* **SELECTED TEXT**
The U.S. Supreme Court reversed decades of precedent Thursday with its decision that ends the use of race-conscious college admissions policy, ruling twice in favor of the plaintiff in the Students for Fair Admissions v. University of North Carolina and Students for Fair Admissions v. Harvard. Chief Justice John Roberts wrote the opinion for both. The UNC case was decided by a 6-3 vote, while the Harvard case was 6-2 as Justice Ketanji Brown Jackson, an alumna of its law school, recused herself.
The court’s majority ruled that the admissions programs at both Harvard and UNC violate the equal protection clause of the 14th Amendment.
In the Harvard case, filed initially in 2014, the plaintiff argued that the Boston-based institution violated Title VI of the Civil Rights Act by penalizing Asian American applicants, engaging in racial balancing, overemphasizing race and rejecting workable race-neutral alternatives. In the UNC case, Students for Fair Admissions asserted that the university gives preference to underrepresented minority applicants to the detriment of white and Asian American applicants, while ignoring race-neutral alternatives.
In dissent, Justice Sonia Sotomayor stated that Thursday’s ruling “holds that race can no longer be used in a limited way to achieve such critical benefits ”and that with its holding, the Supreme Court“cements a superficial rule of colorblindness as a constitutional principle in an endemically segregated society where race has always mattered and continues to matter.”
In the landmark 2013 Grutter v. Bollinger case, the Supreme Court said that a student admissions process that favors underrepresented minority groups does not violate the 14th Amendment’s equal protection clause if it considers other factors evaluated on an individual basis for every applicant. Now, Thursday’s opinion says that “respondents [UNC and Harvard] have failed to present an exceedingly persuasive justification for separating students on the basis of race that is measurable and concrete enough to permit judicial review, as the equal protection clause requires.”
Affirmative action has long been a hotly debated and contested topic since the Supreme Court ruled in the 1978 Regents of University of California v. Bakke case that a university's use of racial "quotas" in its admissions process was unconstitutional, but a school's use of affirmative action to accept more minority applicants was constitutional in some circumstances.

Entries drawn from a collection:
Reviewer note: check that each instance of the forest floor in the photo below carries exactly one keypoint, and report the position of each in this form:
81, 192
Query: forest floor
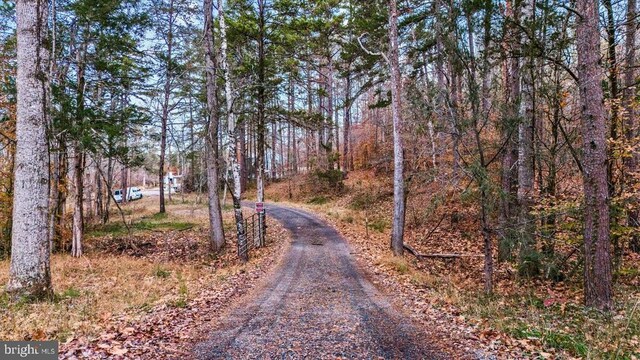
151, 293
525, 318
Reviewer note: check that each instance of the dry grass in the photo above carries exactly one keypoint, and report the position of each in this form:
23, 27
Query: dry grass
103, 285
92, 289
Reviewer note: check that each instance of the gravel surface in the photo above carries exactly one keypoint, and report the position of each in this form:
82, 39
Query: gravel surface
317, 304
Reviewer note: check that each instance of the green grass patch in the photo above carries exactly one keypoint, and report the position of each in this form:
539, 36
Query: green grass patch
151, 223
70, 293
318, 200
379, 225
161, 273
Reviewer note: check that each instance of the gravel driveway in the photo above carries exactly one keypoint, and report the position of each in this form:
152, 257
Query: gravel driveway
316, 304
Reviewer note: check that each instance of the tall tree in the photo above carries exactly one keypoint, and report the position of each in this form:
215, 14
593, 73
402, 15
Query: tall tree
397, 233
528, 259
30, 269
168, 76
597, 253
631, 161
216, 230
233, 132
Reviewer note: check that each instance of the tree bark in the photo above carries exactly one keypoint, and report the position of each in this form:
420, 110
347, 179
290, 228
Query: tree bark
165, 108
526, 225
216, 229
597, 253
346, 165
29, 274
261, 129
397, 234
233, 138
631, 162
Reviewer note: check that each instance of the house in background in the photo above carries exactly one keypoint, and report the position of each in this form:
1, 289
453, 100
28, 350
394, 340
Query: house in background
172, 181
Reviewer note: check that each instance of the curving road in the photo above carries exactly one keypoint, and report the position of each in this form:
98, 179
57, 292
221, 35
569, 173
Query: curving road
316, 304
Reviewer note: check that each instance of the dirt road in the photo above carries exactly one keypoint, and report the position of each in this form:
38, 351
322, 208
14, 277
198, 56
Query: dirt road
316, 304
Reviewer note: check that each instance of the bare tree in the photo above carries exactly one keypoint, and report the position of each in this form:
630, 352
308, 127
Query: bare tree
216, 230
30, 248
171, 18
397, 233
597, 252
631, 162
233, 130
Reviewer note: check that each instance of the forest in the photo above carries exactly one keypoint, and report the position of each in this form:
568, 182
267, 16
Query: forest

* **EXERCISE INSTRUCTIONS**
1. Put this sentence from the article on the admissions ruling into Spanish: "The court’s majority ruled that the admissions programs at both Harvard and UNC violate the equal protection clause of the 14th Amendment."
2. Retype the article on the admissions ruling, beginning at the words "The U.S. Supreme" and stopping after "school, recused herself.".
Work only from the article on the admissions ruling.

* **RESPONSES TO THE EXERCISE**
1. La mayoría del tribunal dictaminó que los programas de admisión tanto de Harvard como de UNC violan la cláusula de igual protección de la Decimocuarta Enmienda.

2.
The U.S. Supreme Court reversed decades of precedent Thursday with its decision that ends the use of race-conscious college admissions policy, ruling twice in favor of the plaintiff in the Students for Fair Admissions v. University of North Carolina and Students for Fair Admissions v. Harvard. Chief Justice John Roberts wrote the opinion for both. The UNC case was decided by a 6-3 vote, while the Harvard case was 6-2 as Justice Ketanji Brown Jackson, an alumna of its law school, recused herself.